>>>

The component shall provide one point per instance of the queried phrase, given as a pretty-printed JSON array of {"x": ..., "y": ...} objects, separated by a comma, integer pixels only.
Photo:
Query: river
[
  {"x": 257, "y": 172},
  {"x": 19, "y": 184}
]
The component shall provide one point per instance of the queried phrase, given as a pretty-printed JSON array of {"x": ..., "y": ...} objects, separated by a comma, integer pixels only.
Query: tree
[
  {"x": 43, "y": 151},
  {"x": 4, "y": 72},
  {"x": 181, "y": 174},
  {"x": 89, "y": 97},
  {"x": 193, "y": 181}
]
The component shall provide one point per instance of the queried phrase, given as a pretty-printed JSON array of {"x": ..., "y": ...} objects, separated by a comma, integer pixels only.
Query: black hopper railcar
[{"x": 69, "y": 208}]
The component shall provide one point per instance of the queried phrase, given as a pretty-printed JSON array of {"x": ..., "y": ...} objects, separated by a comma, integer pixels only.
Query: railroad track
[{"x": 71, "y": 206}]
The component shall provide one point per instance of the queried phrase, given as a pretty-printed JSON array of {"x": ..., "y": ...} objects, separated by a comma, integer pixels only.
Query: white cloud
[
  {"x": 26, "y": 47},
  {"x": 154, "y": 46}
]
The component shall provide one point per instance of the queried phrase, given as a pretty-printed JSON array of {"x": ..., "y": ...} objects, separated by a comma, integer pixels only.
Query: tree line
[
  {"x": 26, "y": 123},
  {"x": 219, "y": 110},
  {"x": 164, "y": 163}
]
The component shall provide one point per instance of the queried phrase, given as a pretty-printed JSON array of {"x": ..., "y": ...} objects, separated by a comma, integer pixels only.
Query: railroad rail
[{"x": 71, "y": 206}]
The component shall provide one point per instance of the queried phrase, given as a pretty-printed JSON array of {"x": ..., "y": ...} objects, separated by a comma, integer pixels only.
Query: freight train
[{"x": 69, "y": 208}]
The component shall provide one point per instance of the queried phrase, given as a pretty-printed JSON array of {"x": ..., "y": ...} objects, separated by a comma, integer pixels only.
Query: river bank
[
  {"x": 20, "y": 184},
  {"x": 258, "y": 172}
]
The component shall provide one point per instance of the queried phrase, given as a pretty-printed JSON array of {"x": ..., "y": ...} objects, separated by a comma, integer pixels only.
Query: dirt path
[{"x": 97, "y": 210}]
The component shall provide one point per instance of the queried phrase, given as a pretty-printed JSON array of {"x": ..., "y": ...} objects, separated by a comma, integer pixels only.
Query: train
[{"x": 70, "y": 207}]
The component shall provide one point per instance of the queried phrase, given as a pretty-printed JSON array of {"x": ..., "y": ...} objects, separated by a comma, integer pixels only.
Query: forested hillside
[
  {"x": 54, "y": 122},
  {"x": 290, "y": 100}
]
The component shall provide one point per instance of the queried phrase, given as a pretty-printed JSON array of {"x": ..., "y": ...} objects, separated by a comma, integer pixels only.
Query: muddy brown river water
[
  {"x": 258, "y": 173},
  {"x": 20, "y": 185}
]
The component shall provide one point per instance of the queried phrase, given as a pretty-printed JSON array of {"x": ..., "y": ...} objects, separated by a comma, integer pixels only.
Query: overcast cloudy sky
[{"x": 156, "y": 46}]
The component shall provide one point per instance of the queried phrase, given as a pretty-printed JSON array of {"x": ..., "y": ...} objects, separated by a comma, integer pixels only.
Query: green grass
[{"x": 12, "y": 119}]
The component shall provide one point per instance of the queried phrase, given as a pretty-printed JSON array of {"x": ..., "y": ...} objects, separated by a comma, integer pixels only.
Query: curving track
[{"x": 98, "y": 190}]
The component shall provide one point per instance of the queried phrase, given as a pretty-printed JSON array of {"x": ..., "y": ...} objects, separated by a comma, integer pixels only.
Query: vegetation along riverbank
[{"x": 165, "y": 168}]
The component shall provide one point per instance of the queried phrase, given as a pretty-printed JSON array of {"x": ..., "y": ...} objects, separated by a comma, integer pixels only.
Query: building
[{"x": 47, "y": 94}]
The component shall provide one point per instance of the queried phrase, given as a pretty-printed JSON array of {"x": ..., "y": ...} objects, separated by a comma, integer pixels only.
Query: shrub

<<<

• _What you should do_: What you return should match the data character for character.

• _Task answer_:
The component shall provide one point per instance of the queried phrase, given as a pretty-printed JSON array of {"x": ..., "y": ...} objects, separated by a comma, integer pixels only.
Photo:
Query: river
[
  {"x": 257, "y": 172},
  {"x": 19, "y": 184}
]
The component shall provide one point per instance of the queried phrase, given as a pretty-printed JSON array of {"x": ..., "y": ...} objects, separated by a comma, integer pixels only.
Query: tree
[
  {"x": 43, "y": 151},
  {"x": 4, "y": 72},
  {"x": 181, "y": 174},
  {"x": 89, "y": 97},
  {"x": 193, "y": 181}
]
The component shall provide one point per instance of the queried phrase, given as a pretty-printed JSON array of {"x": ..., "y": ...} objects, separated by a comma, integer pixels only.
Query: black hopper railcar
[{"x": 69, "y": 208}]
The component shall provide one point per instance of the queried phrase, given as a pretty-printed JSON array of {"x": ..., "y": ...} objects, separated by a comma, integer pixels only.
Query: railroad track
[{"x": 71, "y": 206}]
The component shall provide one point per instance of the queried phrase, given as a pretty-printed JSON array of {"x": ..., "y": ...} objects, separated by a comma, integer pixels only.
Query: white cloud
[
  {"x": 26, "y": 47},
  {"x": 154, "y": 46}
]
The component shall provide one point per instance of the queried phrase, given as a pretty-printed JSON array of {"x": ..., "y": ...} objects, separated by a comma, integer pixels only.
Query: tree line
[
  {"x": 26, "y": 123},
  {"x": 219, "y": 110},
  {"x": 164, "y": 163}
]
The component shall provide one point per instance of the queried phrase, given as a pretty-printed JSON array of {"x": ..., "y": ...} objects, separated by a comma, integer pixels only.
Query: railroad rail
[{"x": 71, "y": 206}]
The component shall provide one point per instance of the queried phrase, given as a pretty-printed JSON array of {"x": ..., "y": ...} objects, separated by a comma, integer pixels only.
Query: freight train
[{"x": 69, "y": 208}]
The component shall provide one point per instance of the queried phrase, given as a pretty-printed JSON array of {"x": ..., "y": ...} objects, separated by a comma, integer pixels only.
Query: river bank
[
  {"x": 20, "y": 184},
  {"x": 258, "y": 172}
]
The component shall provide one point per instance of the queried phrase, given as a pretty-printed JSON array of {"x": ..., "y": ...} objects, separated by a comma, integer pixels only.
Query: dirt path
[{"x": 97, "y": 210}]
The component shall provide one point per instance of the queried phrase, given as a pretty-printed JSON array of {"x": ..., "y": ...} objects, separated by a comma, integer pixels only.
Query: train
[{"x": 70, "y": 207}]
The component shall provide one point per instance of the queried phrase, given as a pretty-printed JSON array of {"x": ..., "y": ...} objects, separated by a comma, integer pixels only.
Query: forested hillside
[
  {"x": 54, "y": 122},
  {"x": 290, "y": 100}
]
The component shall provide one point per instance of the queried phrase, given as a pretty-printed JSON array of {"x": ..., "y": ...} objects, separated by a comma, integer pixels only.
Query: muddy brown river water
[
  {"x": 258, "y": 173},
  {"x": 20, "y": 185}
]
The component shall provide one point per instance of the queried phrase, given as a pretty-printed JSON array of {"x": ..., "y": ...} objects, separated by a comma, integer pixels only.
Query: overcast cloudy sky
[{"x": 156, "y": 46}]
The component shall provide one point per instance of the queried phrase, given as a pretty-printed JSON array of {"x": ..., "y": ...} objects, separated by a comma, integer pixels only.
Query: green grass
[{"x": 12, "y": 119}]
The component shall provide one point per instance of the queried phrase, given as a pretty-printed JSON array of {"x": ..., "y": ...} objects, separated by a comma, integer pixels only.
Query: curving track
[{"x": 98, "y": 190}]
The component shall provide one point per instance of the queried phrase, given as a pretty-printed JSON array of {"x": ..., "y": ...} objects, separated by a comma, integer pixels only.
Query: vegetation along riverbank
[{"x": 165, "y": 168}]
The component shall provide one point per instance of the queried phrase, given as a pretty-printed JSON array of {"x": ..., "y": ...} objects, separated by a comma, integer pixels only.
Query: building
[{"x": 47, "y": 94}]
The component shall provide one point per instance of the queried phrase, given as a pretty-printed JSON array of {"x": ..., "y": ...} objects, separated by a comma, integer pixels only.
Query: shrub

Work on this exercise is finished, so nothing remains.